### EXTRACT PROVIDED
Along with Quackmere and FeLon, all of the finest Italian nylons are oiled during spinning to prevent the build-up of static electricity. Normally the oil is washed off the fibers before we ever knit with them, but Johnson and Johnson offers a special "waxed" version of Flossie that retains those oils. That is the version I review here.
Flossie is a singles yarn with almost no twist, and my sharp needle tips wanted to snag the fine and luxurious nylon fibers. I foolishly began swatching with a pair of shorter, sharp-tipped wooden needles—the ones freely dispensed at restaurant registers and often infused with peppermint or cinnamon oil—but had to switch to longer, more blunt-tipped needles to control the snagging. From then on, knitting was steady and even.
My hands enjoyed the welcome moisturizing effects of the wax, and I felt a slight tingle from the mint, its natural healing properties already at work on my immune system. By the time I was done swatching, my cuticles looked fabulous and my gout was totally cured.
Blocking / Washing
While some of the wax was released during the wash, my rinsed swatch still had some of the original velvety luxuriousness to it. It blocked perfectly without a change in stitch or row gauge, or any change in color. Best of all, it still retained a welcome whiff of peppermint.

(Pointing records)
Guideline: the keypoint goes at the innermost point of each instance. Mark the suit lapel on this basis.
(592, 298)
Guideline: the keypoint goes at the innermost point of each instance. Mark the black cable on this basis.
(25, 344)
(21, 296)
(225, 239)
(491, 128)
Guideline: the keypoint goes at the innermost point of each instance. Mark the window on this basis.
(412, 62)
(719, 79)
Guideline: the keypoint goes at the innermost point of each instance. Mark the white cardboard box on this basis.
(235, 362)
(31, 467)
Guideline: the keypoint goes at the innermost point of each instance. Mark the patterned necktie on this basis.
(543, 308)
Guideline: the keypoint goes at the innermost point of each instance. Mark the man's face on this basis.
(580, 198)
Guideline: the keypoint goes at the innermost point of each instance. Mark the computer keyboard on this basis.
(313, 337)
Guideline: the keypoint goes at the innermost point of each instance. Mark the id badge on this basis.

* * *

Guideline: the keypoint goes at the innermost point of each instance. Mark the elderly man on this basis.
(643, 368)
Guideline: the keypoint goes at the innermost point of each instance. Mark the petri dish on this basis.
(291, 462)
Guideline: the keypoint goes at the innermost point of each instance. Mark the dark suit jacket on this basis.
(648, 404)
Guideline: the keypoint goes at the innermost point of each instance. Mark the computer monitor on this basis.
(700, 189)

### TASK SET
1. Answer these questions about the yarn review, one per line:
(a) Which version of Flossie does the reviewer evaluate?
(b) What needles did the reviewer switch to in order to control the snagging?
(c) What scent did the swatch retain after washing?
2. Pick up the yarn review after its final sentence and continue it.

### ANSWERS PER TASK
1.
(a) The special "waxed" version, which retains the oils applied during spinning.
(b) Longer, more blunt-tipped needles.
(c) A whiff of peppermint.

2.
Be aware, however, that the base fibers have very little crimp or elasticity, and nylon has a low moisture uptake. When making socks, you would want to strand Flossie with something that has more moisture-friendly fibers in it, such as Quackmere.
I can imagine nothing more shimmery and exquisite than one of Elizabeth Zimmermann's Pi shawls knit out of Flossie. Taking just 1400 yards or 7 skeins, the project would cost just $42 and provide an heirloom, bearing your name, that your children would be proud to pass on to future generations.
My only concern is that the yarn is actually too fine—or maybe I just lack the patience to work at such a small gauge. For many lace projects, you'd be well-served to hold two strand of Flossie together. On its own, Flossie is so fine you could almost slide it between your teeth.
Johnson and Johnson
100% superfine virgin baby nylon
25.5 stitches per inch on US 0000000000000 needle
Average retail price
Where to buy online
Weight/yardage per hank
Country of origin
Manufacturer's suggested wash method
Hand wash garment with care and dry flat. Do not iron. Darn in ends between your teeth.
April 1, 2012
Color used in review
Plack Attack Int'l.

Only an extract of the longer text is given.